(Object position labeling entries)
------------------------------------------------------------

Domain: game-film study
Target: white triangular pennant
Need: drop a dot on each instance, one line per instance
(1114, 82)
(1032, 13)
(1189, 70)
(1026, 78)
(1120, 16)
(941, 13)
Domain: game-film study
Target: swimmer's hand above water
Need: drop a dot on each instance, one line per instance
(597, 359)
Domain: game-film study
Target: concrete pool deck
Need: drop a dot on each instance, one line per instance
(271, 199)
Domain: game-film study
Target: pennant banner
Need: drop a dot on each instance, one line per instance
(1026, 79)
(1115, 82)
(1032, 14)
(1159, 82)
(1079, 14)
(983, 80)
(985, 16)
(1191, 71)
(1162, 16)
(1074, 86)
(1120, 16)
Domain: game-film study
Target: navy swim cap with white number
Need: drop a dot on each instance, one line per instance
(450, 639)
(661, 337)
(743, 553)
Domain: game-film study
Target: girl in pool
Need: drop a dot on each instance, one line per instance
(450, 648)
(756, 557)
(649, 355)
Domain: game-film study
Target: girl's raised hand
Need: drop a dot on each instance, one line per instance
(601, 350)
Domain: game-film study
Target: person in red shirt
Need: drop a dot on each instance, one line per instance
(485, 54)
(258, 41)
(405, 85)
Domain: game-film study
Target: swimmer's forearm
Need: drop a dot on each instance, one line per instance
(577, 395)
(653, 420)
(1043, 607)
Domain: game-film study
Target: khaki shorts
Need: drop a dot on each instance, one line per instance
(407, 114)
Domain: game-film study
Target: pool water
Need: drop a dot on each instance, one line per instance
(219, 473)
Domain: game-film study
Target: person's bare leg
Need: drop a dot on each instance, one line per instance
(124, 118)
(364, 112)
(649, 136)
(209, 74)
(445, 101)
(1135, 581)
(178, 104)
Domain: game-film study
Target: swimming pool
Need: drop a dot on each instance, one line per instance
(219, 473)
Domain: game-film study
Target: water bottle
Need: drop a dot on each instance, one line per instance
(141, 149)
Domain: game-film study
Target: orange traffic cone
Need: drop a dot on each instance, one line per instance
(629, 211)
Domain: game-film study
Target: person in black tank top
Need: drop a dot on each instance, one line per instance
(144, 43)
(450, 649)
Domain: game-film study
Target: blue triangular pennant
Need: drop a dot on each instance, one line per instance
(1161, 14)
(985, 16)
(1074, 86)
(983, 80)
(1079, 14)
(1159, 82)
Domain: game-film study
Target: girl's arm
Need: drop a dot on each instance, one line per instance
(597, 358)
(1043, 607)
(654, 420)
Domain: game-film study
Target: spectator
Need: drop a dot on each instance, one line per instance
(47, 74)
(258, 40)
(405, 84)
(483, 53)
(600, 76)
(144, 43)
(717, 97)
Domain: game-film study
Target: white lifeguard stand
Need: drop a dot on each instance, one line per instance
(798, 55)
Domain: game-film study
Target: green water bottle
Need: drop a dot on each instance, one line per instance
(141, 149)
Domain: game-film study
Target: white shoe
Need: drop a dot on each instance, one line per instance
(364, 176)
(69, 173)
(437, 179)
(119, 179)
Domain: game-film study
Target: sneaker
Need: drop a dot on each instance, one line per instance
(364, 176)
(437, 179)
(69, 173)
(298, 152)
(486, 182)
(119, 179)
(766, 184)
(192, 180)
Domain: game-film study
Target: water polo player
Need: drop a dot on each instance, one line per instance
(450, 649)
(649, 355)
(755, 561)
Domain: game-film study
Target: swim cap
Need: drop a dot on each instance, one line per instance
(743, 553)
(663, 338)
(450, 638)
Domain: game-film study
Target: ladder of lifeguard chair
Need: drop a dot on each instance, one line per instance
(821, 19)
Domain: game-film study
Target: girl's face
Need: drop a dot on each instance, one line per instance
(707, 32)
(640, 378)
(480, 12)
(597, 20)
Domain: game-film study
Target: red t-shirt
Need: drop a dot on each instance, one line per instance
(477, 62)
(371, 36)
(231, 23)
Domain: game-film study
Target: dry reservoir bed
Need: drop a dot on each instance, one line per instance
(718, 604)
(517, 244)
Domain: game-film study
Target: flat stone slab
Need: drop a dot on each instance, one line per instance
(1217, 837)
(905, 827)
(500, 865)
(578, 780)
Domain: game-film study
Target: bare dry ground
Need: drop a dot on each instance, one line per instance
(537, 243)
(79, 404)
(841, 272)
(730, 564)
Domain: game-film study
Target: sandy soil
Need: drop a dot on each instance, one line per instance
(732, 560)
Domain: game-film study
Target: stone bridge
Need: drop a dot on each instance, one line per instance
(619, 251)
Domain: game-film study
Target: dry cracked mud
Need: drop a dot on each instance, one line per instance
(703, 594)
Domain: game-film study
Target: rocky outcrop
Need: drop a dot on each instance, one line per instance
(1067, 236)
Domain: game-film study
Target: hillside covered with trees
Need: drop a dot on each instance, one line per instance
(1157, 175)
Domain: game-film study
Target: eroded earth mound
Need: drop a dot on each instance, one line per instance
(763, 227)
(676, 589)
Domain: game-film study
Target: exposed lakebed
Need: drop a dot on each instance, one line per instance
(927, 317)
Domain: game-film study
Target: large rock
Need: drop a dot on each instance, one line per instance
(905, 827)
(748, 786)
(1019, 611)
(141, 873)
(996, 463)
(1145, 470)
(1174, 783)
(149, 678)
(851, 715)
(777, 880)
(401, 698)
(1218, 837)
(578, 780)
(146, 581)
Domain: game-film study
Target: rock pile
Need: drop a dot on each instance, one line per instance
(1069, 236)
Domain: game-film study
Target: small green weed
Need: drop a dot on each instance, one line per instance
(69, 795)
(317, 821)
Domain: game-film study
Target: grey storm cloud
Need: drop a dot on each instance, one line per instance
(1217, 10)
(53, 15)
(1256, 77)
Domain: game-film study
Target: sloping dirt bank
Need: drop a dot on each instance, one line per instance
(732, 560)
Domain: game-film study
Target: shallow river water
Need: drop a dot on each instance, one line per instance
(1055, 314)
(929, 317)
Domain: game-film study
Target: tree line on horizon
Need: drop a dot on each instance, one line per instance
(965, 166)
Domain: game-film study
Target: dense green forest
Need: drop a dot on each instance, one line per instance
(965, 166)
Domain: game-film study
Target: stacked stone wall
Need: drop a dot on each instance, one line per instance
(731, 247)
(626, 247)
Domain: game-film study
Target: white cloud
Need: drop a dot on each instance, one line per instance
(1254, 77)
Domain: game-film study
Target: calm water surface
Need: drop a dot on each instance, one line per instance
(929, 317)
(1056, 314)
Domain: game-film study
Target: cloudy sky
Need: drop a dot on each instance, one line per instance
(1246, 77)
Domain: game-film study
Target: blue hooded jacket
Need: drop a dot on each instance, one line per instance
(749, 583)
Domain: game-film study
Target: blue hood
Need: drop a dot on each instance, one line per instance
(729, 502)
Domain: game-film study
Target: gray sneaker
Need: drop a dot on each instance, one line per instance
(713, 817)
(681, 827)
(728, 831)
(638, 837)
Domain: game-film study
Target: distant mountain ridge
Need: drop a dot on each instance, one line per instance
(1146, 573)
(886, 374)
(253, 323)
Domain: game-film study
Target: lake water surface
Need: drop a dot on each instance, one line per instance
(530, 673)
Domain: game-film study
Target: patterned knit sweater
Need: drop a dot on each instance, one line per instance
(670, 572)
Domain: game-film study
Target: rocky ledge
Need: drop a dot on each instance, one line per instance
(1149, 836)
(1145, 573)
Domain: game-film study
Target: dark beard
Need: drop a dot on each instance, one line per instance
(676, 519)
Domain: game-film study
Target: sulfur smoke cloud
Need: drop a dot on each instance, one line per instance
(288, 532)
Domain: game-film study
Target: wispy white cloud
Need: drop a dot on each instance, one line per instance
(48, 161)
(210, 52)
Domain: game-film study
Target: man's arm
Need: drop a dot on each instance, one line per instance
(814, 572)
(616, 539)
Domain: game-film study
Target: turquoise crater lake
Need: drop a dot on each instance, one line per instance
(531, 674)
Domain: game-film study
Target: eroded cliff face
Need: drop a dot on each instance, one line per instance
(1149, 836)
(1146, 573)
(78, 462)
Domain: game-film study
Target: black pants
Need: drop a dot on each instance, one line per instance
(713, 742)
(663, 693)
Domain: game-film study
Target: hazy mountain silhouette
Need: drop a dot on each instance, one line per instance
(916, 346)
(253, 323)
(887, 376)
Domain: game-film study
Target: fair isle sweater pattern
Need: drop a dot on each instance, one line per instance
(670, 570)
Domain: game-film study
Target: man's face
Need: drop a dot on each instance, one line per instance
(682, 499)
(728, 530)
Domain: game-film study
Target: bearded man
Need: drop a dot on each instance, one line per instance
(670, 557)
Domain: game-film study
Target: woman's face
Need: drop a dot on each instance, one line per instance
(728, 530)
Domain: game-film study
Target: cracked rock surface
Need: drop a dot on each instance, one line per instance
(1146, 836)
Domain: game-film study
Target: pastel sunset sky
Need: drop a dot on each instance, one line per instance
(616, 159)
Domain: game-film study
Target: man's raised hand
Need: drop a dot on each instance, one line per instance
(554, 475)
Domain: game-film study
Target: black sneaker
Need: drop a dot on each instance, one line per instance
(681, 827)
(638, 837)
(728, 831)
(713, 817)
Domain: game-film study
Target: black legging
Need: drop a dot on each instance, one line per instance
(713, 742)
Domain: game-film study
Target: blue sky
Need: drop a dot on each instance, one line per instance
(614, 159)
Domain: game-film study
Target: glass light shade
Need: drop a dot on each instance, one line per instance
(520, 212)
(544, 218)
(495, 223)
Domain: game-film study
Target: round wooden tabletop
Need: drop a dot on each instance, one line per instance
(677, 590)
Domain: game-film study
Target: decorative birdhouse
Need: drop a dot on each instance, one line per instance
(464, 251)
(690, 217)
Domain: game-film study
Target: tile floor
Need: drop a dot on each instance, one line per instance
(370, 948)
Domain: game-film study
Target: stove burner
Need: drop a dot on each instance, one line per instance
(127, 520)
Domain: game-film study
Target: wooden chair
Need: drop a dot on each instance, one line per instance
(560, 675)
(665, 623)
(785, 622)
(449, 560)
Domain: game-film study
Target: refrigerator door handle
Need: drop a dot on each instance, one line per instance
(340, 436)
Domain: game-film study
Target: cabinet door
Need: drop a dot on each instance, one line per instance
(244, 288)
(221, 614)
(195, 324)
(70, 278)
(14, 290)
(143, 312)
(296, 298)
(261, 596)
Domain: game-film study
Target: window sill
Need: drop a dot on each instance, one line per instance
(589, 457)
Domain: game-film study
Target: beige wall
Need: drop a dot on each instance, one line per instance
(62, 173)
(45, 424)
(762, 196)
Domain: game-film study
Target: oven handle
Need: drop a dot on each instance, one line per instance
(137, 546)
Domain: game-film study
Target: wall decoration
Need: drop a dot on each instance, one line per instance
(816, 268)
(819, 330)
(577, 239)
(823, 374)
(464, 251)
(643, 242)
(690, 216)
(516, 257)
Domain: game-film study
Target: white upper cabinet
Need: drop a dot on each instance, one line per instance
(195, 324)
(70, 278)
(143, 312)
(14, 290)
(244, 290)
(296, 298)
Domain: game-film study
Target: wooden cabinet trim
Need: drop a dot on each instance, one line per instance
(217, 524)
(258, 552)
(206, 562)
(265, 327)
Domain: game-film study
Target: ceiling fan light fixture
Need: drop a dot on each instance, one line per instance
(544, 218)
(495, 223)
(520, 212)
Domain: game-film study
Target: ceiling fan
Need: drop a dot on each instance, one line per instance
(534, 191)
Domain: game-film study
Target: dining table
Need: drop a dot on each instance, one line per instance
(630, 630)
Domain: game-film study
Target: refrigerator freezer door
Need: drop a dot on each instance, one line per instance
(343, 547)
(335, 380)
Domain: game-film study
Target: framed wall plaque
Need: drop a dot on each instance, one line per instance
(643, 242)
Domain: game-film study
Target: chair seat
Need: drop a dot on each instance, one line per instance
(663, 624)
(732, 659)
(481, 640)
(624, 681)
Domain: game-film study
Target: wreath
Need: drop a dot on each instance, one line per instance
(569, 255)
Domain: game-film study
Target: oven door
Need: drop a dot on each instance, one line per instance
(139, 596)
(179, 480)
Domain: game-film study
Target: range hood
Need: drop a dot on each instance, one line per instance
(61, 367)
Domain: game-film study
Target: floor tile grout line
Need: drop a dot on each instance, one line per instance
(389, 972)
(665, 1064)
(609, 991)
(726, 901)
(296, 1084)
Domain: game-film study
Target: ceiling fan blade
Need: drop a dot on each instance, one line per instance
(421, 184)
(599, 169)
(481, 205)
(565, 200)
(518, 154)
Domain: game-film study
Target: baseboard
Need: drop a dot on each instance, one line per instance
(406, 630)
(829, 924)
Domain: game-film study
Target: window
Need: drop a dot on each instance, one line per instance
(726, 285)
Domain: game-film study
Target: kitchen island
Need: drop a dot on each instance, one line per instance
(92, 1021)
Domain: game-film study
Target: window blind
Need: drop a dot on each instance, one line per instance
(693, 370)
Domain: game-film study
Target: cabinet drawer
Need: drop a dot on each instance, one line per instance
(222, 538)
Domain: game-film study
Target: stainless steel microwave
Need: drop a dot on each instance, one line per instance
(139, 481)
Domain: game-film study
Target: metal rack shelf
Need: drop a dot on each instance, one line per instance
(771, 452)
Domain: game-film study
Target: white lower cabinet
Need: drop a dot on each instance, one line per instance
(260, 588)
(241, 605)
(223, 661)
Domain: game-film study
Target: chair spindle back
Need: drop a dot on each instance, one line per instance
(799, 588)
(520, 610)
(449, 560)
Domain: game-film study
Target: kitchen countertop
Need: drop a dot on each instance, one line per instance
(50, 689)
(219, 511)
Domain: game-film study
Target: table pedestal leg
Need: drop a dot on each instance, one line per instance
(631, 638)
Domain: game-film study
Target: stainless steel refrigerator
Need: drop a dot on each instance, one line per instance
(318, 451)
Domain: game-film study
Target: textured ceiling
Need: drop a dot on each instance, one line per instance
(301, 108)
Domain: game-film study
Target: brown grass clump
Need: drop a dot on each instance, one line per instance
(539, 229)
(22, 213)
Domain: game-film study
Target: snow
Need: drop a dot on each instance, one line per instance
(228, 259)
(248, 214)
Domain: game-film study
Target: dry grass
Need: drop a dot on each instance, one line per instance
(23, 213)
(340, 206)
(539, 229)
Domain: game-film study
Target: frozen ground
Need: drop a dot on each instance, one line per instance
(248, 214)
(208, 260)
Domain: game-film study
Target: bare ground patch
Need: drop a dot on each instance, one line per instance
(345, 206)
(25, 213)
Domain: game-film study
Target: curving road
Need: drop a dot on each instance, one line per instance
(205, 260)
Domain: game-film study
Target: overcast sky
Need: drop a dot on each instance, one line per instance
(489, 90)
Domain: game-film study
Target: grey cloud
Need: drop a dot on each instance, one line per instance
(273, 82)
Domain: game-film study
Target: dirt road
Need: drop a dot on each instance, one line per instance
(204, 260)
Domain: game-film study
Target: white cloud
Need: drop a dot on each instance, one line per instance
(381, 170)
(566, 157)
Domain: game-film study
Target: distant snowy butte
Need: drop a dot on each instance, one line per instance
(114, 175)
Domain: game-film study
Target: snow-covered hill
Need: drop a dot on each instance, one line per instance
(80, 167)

------------------------------------------------------------

**Exercise instructions**. Report every line in the listing above that contains the string "steel", copying each such line in full. Matching is case-sensitive.

**Response for this exercise**.
Target: stainless steel microwave
Target: stainless steel refrigerator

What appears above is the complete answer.